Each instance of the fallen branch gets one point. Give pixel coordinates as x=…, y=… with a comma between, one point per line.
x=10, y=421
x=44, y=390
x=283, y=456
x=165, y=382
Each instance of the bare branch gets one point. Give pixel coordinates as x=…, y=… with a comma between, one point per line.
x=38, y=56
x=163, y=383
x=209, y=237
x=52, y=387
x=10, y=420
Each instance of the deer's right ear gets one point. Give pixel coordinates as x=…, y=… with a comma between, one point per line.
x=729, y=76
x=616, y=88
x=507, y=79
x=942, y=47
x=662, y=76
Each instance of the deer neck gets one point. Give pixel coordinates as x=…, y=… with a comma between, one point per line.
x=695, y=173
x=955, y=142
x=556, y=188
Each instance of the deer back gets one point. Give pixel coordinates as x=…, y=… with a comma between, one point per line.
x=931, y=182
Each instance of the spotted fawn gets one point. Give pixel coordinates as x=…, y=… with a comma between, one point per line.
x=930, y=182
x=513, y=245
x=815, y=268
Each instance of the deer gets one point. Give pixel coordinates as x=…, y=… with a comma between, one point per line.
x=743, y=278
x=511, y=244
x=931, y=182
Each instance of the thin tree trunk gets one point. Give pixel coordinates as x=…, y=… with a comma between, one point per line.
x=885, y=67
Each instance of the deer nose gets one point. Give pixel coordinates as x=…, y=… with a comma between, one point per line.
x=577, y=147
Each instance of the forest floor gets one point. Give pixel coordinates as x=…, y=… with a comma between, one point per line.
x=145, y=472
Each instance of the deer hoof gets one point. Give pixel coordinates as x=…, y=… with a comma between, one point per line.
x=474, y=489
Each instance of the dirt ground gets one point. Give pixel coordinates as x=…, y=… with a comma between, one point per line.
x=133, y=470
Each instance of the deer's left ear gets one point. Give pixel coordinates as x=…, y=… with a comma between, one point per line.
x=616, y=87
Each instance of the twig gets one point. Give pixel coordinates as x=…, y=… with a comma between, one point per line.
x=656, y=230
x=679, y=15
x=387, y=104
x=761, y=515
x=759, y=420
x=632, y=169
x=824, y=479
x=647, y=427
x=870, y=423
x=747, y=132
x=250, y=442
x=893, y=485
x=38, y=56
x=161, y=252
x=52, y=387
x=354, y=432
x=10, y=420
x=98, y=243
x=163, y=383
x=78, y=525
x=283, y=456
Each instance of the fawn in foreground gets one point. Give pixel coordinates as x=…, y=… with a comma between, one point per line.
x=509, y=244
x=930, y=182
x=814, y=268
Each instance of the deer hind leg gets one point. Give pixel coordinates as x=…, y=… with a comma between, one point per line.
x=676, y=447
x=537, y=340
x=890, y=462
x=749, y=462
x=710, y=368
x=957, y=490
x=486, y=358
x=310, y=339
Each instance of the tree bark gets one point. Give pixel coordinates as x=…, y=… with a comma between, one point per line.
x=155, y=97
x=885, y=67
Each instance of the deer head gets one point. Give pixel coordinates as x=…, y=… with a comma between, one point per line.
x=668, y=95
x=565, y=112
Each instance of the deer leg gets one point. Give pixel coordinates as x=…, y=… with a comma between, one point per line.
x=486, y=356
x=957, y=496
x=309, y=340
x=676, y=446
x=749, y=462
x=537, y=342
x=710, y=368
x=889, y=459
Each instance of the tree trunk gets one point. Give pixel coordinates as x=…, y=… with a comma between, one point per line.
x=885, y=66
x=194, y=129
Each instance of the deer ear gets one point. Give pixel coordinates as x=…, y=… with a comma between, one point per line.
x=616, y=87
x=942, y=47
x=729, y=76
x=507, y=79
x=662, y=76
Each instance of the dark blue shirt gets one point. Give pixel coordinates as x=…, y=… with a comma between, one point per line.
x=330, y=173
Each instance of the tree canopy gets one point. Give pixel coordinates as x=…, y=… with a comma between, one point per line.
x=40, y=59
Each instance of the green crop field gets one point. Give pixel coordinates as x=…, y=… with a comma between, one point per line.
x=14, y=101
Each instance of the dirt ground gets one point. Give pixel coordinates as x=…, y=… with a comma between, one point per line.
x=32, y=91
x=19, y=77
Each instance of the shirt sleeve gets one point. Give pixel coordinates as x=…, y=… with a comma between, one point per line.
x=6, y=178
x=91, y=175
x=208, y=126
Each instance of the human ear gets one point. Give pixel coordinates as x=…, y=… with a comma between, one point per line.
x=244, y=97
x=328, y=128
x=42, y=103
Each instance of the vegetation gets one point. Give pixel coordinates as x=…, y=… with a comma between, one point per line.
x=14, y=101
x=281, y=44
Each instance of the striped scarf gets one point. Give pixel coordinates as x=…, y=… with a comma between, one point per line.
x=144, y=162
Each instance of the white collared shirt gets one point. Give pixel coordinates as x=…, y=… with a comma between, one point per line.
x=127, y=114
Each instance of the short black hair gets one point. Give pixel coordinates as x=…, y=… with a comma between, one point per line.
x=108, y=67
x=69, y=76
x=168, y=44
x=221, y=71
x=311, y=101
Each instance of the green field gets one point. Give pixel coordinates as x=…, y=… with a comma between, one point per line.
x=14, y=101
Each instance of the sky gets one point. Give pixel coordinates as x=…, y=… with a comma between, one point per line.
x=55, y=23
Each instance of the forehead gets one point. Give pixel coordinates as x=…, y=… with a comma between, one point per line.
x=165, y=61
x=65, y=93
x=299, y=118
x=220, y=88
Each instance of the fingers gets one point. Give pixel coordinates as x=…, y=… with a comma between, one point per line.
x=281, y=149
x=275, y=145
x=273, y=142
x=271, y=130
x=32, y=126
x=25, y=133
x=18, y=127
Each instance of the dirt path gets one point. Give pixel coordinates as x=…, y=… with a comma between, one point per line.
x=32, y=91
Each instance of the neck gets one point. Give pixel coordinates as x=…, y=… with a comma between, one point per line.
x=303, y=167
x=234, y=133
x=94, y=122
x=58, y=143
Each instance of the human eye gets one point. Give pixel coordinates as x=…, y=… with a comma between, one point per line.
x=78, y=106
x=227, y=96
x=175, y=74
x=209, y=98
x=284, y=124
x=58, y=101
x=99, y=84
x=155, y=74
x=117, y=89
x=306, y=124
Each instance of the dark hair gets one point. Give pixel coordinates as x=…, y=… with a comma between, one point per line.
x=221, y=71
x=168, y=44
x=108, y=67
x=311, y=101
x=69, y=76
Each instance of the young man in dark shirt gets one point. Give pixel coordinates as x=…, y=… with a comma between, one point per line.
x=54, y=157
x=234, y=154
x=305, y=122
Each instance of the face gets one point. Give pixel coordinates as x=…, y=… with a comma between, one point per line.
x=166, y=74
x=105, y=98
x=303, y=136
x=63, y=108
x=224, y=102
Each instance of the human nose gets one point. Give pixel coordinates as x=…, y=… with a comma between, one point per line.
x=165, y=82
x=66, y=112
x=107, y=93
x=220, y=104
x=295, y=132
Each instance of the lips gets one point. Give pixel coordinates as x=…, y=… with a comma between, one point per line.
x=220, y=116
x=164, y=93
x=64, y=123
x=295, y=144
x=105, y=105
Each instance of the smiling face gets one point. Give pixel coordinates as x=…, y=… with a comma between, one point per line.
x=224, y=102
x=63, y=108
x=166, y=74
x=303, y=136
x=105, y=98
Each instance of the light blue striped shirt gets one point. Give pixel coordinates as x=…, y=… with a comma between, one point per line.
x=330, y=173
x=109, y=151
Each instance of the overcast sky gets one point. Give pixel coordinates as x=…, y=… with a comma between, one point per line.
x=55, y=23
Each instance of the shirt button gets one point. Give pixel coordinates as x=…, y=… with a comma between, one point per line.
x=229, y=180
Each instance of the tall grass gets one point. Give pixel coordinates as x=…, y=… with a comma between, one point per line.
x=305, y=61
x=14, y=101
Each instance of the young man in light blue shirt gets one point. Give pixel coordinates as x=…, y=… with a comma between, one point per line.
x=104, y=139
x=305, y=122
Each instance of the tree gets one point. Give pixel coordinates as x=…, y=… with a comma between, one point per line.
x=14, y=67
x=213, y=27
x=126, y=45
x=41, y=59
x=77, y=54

※

CONSIGNE =
Pourriez-vous convertir en liste JSON de chaînes les lignes des enregistrements situés plus haut, de la ligne contenant « Each instance of the deer's left » jusqu'à celle contenant « x=889, y=459 », bornes incluses, avec une chaîne par ligne et sans les lignes vides ?

RÉPONSE =
[
  "Each instance of the deer's left ear gets one point. Give pixel coordinates as x=…, y=… with a comma between, one point per line.",
  "x=616, y=87",
  "Each instance of the twig gets one point. Give pixel coordinates as x=…, y=… with a comma between, one point per line.",
  "x=656, y=230",
  "x=679, y=15",
  "x=387, y=104",
  "x=761, y=515",
  "x=759, y=420",
  "x=632, y=169",
  "x=824, y=479",
  "x=647, y=427",
  "x=870, y=423",
  "x=747, y=132",
  "x=250, y=442",
  "x=893, y=485",
  "x=38, y=56",
  "x=161, y=252",
  "x=52, y=387",
  "x=354, y=432",
  "x=10, y=420",
  "x=98, y=243",
  "x=163, y=383",
  "x=78, y=525",
  "x=283, y=456",
  "Each instance of the fawn in foreground gets one point. Give pixel coordinates as x=…, y=… with a comma between, one point per line.",
  "x=509, y=244",
  "x=930, y=182",
  "x=814, y=268",
  "Each instance of the deer hind leg gets one point. Give pixel coordinates as x=…, y=… with a comma between, one point per line.",
  "x=676, y=447",
  "x=537, y=340",
  "x=890, y=462",
  "x=749, y=462",
  "x=710, y=368",
  "x=957, y=490",
  "x=486, y=358",
  "x=310, y=339",
  "Each instance of the tree bark gets one point. Give pixel coordinates as x=…, y=… with a comma between, one point per line.",
  "x=155, y=97",
  "x=885, y=67",
  "Each instance of the deer head gets one point. Give pixel coordinates as x=…, y=… with a comma between, one point per line.",
  "x=668, y=95",
  "x=565, y=112",
  "Each instance of the deer leg gets one point. Give pixel coordinates as x=…, y=… with a comma between, one point per line.",
  "x=486, y=356",
  "x=957, y=496",
  "x=309, y=340",
  "x=676, y=446",
  "x=749, y=462",
  "x=537, y=342",
  "x=710, y=368",
  "x=889, y=459"
]